**Input data**
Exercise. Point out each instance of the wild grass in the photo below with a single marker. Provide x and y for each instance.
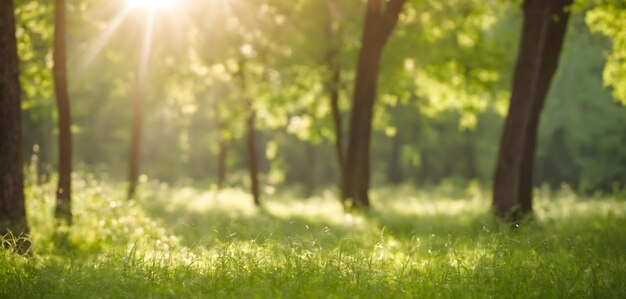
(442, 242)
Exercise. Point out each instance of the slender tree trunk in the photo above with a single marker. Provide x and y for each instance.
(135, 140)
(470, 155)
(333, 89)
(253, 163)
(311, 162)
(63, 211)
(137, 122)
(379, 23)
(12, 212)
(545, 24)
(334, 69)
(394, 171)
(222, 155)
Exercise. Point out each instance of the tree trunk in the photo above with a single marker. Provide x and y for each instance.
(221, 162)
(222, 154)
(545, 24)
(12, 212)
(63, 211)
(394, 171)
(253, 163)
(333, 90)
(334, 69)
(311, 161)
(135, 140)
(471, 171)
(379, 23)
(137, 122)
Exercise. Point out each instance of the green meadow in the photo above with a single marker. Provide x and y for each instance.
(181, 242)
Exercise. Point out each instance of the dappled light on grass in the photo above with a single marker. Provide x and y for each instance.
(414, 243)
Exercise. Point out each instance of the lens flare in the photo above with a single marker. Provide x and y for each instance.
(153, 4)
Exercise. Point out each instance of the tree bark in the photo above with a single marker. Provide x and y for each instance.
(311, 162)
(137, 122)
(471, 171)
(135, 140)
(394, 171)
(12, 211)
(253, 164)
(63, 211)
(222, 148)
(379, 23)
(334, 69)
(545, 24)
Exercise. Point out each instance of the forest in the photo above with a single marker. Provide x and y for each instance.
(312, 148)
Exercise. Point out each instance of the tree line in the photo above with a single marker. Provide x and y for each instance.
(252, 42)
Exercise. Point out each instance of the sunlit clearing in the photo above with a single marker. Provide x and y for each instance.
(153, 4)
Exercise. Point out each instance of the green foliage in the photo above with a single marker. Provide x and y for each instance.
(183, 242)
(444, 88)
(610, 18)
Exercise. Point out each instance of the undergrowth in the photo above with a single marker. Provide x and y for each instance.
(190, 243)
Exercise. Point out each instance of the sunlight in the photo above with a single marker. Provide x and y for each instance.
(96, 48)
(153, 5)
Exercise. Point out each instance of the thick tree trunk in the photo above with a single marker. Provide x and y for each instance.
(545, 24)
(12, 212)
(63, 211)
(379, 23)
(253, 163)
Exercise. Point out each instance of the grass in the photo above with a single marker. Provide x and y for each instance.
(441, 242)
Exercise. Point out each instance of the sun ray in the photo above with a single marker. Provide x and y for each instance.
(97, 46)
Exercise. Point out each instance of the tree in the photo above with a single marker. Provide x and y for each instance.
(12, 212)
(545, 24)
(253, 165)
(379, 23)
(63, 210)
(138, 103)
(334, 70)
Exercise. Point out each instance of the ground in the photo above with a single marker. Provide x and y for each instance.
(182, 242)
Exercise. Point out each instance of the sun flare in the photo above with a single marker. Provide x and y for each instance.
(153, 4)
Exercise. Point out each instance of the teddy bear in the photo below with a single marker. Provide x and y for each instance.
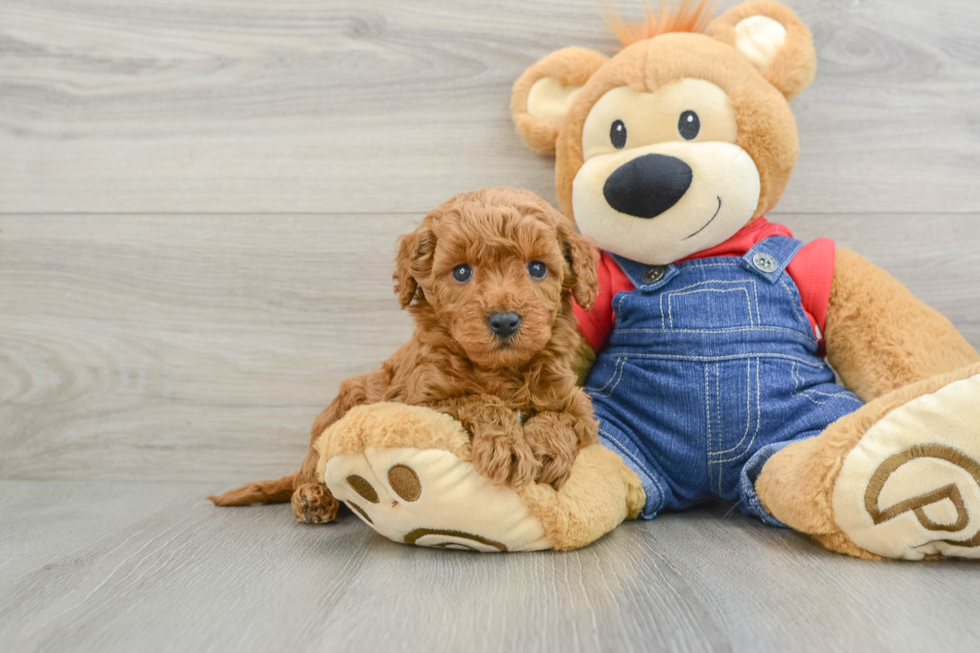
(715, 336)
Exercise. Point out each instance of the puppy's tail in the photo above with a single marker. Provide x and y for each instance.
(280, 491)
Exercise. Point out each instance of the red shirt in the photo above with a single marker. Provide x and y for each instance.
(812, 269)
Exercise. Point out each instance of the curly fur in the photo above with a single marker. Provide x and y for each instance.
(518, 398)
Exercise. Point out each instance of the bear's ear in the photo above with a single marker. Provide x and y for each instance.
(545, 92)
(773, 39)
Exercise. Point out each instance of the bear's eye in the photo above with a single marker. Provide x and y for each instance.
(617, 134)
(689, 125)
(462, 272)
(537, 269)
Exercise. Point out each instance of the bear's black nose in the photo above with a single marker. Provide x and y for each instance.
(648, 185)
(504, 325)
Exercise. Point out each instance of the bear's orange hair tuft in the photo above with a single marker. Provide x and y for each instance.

**Task prompt**
Each record above should come back exactly the same, only without its pictures.

**Finished answer**
Exercise. Point out each instance of the wild grass in the photo below with a single marker. Provide x and y for each instance.
(442, 242)
Exercise. Point out each instance of the slender tree trunk in the photo above with a single marker. Provide x and y for each instance.
(135, 140)
(470, 155)
(333, 89)
(253, 163)
(311, 162)
(63, 211)
(137, 122)
(379, 23)
(12, 212)
(545, 24)
(334, 69)
(394, 171)
(222, 155)
Exercise. Point out each instance of the tree trunk in the photo above with a single marker. Provide x and y for each instance.
(221, 162)
(222, 154)
(545, 24)
(12, 212)
(63, 211)
(394, 171)
(253, 163)
(333, 90)
(334, 69)
(311, 161)
(135, 140)
(471, 171)
(379, 23)
(137, 122)
Exercise. Point out each instance of the green meadow in the photo above with a single marker. Provide x and y for each instance.
(181, 242)
Exercise. Point out each instance of the dappled light on grass in the photo above with a single marker. Provide x and y for each instance.
(414, 243)
Exercise. Point out each instance of the lens flare in the photo above with a single marker. Provide x and y for each instance.
(153, 4)
Exercise. Point out each instance of the tree bark in the photo above with a single marker. Provide x and y for each instance.
(311, 162)
(137, 122)
(471, 171)
(135, 140)
(394, 171)
(12, 211)
(253, 164)
(63, 211)
(222, 148)
(379, 23)
(334, 69)
(545, 24)
Exercise. Point out each instance of the forest in the photo above with a single marker. Provide x and y for each instance.
(312, 148)
Exercise. Point out each instance of the tree line in the photo above with a single marker. Provide x and y for each instance.
(252, 42)
Exercise. Point out each instance of the sunlit clearing in the photo above with a single marker. Provide x and y for each instance.
(153, 4)
Exercise. Point out each instance of the green foliage in the photo above with a single marker. Provide x and y for each instance.
(183, 242)
(444, 88)
(610, 18)
Exercise. Point out each instance of the undergrowth in the photo above with a single marker. Provide x and y for each instance.
(190, 243)
Exercise. Point out each instance of the sunlight in the photo above with a single marker. Provide x and y for each instance.
(96, 48)
(153, 5)
Exercise. Point out each instance of the thick tree trunk in the photo above with a single marker. Provide x and y for each instance.
(545, 24)
(12, 212)
(63, 211)
(379, 23)
(253, 163)
Exercise. Point out each instance of the grass in the photo above with a single marker. Provide x and y for each instance.
(441, 242)
Exercise. Point out each instance of the sun ray in the photo above with a single marker. Provide x and y for each instance.
(97, 46)
Exercise. Point out each instance of the tree in the photo above with a single marker. Provide x and y for each instance.
(12, 212)
(545, 24)
(253, 165)
(379, 23)
(63, 210)
(138, 103)
(334, 70)
Exercise. Point out each instance of the ground in the photo above with a single marker. Provide x and y for each instance.
(182, 242)
Exercise. Point out each instance of the sun flare in the photo above with a single marker. Provide x and y for each instance.
(153, 4)
Exercise. Point out each instance of the teddy bear in the photo below with a single marker. Provide x and y for each instance.
(715, 336)
Exercise. Point out each instance of the puppy's tail in the photo above with a single marker. Provide x and y for each instance.
(280, 491)
Exercise. Point out each instance of the red shirt in the photo above with a single marker. Provide x and y for each instance.
(812, 269)
Exercise. Point out each instance of the curly fur in the photo above with a single marker. Provide x and y for each instance.
(518, 398)
Exercise. Point out each instance of the bear's ear in the photo above with a single marker. Provide x and y for each instance.
(545, 92)
(773, 39)
Exercise. Point out each instance of the bear's eye in the photo above with a single marker. Provide x and y for each instance.
(617, 134)
(689, 125)
(462, 272)
(537, 269)
Exercise. Point out each instance of the bear's black nose in the photo above with a single marker. Provide x and y for each instance.
(648, 185)
(504, 325)
Exercise. Point out each instance of the bear's orange hair tuft in the photo above with a single marker. Provide x and y for each instance.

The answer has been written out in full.